### Vorliegender Text
------------------------------------------------------------------------

Zum Thema Seriös gibt es schon genug Themen hier die das behandeln, ansonsten ist nur der Link von keinnick und der letzte Beitrag hier mit dem Amazon Link seriös alles andere Finger weg.
Die Shops im Link von keinnick sind auch alle Digitale Distribution Plattformen, dies bedeutet diese dürfen digitaler Inhalte direkt vertreiben und kaufen die Keys direkt beim Publisher ein.


----------



## Phil1975 (10. Mai 2014)

Hallo Zusammen,
habe dieses Forum gerade erst entdeckt und da ich Keyforsteam Fan bin, musste ich hier mal was loswerden.
Kaufe seit über einem Jahr dort meine Keys und egal ob ru, steam o.a. Keys bisher funktionierten alle prima. Habe auch anfangs gedacht, dass das alles irgendwie komisch ist, so günstig aber nach durchstöbern von etlichen Foren und der Webseite und des Netzwerkes hab ich gedacht, ich versuchs einfach mal. 

Auch was den Namen Keyforsteam betrifft es ist ein Name Leute Key for Steam - seid doch mal kreativ die verkaufen Keys von Steam usw und Steam das sollte jedem von Euch ein Begriff sein.

Warum also schlecht reden was Ihr nicht kennt, das ist ein Verhalten wie aus Oma und Opas Zeiten!

------------------------------------------------------------------------

### Bereitgestellte Daten
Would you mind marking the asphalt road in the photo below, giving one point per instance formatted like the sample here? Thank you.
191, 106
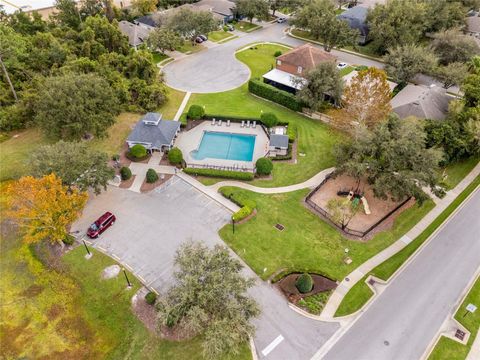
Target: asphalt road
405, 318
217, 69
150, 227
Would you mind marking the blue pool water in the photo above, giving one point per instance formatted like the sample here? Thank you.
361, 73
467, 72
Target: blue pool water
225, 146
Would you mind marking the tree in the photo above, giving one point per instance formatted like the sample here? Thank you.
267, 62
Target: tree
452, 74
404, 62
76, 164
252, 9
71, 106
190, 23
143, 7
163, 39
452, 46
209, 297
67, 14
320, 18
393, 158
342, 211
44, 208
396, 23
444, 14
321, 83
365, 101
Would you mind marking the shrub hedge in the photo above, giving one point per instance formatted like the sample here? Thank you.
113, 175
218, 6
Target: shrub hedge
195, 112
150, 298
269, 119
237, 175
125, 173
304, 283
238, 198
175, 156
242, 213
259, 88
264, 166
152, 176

------------------------------------------------------------------------

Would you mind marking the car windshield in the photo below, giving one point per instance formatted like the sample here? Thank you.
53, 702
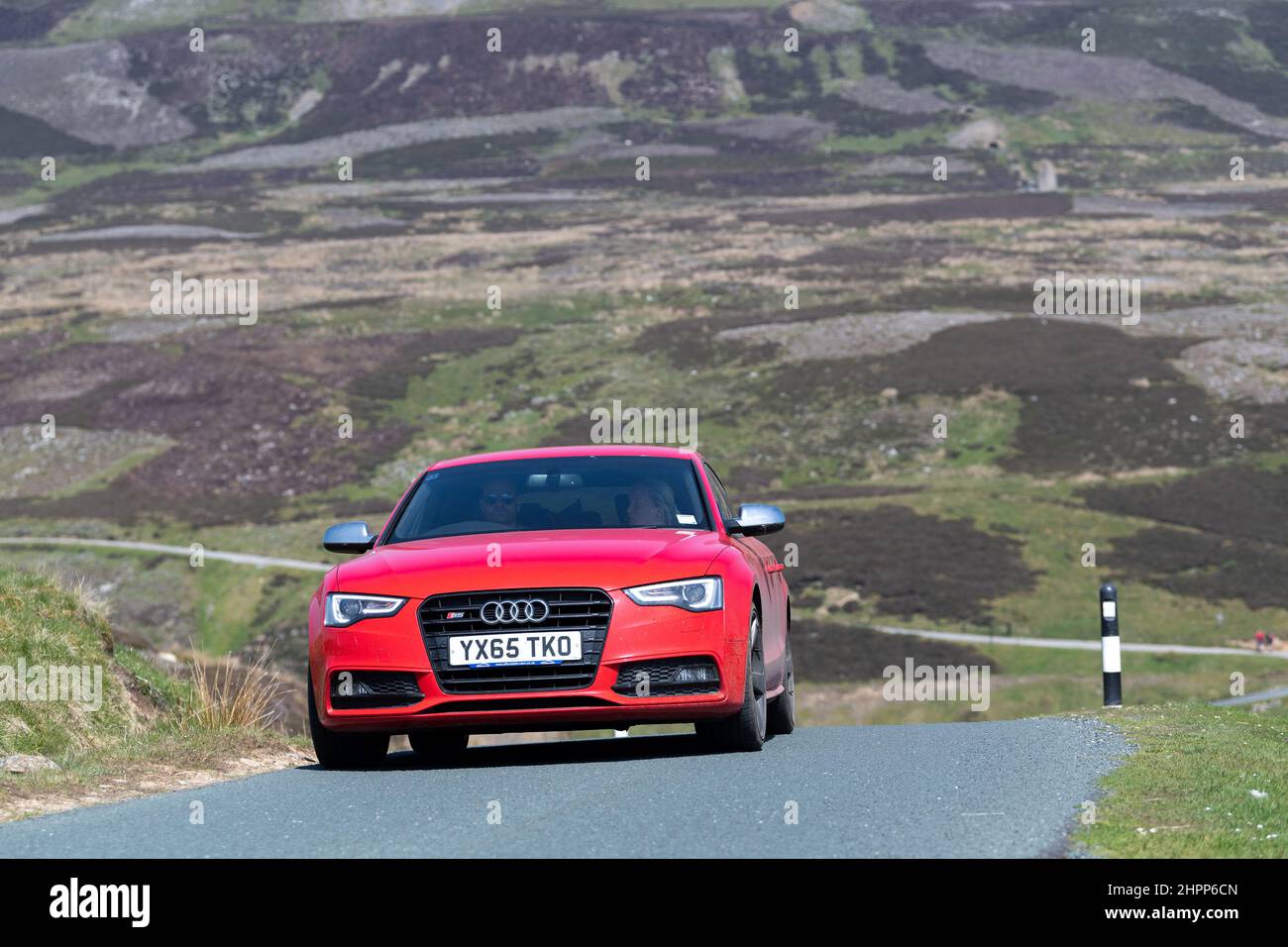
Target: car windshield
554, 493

------------------------------------------------------------------------

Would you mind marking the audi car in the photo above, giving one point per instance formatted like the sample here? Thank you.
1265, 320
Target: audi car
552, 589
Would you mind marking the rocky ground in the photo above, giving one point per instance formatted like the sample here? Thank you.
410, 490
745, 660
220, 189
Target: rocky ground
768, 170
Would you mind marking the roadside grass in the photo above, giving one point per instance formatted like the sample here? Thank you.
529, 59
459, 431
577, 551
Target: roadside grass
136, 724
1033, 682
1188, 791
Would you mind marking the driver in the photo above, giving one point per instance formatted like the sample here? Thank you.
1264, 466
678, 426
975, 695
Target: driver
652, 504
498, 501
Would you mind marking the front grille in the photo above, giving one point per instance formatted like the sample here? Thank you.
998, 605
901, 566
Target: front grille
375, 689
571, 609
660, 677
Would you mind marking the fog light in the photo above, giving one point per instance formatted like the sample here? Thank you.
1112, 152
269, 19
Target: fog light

------------------------------------------------------------------------

### Die Aufgabe
Prüfe, ob die folgenden Aussagen mit dem vorliegenden Text übereinstimmen, und antworte jeweils mit Ja oder Nein samt den entscheidenden Worten des Textes als wörtlichem Zitat.
1. Phil1975 kauft seit mehr als einem Jahr Keys bei Keyforsteam.
2. Laut dem ersten Beitrag beziehen die Shops im Link von keinnick ihre Keys über Zwischenhändler.
3. Phil1975 fand die niedrigen Preise von Anfang an unverdächtig.

### Antwort zur Aufgabe
1. Ja: „Kaufe seit über einem Jahr dort meine Keys“
2. Nein: „kaufen die Keys direkt beim Publisher ein“
3. Nein: „Habe auch anfangs gedacht, dass das alles irgendwie komisch ist, so günstig“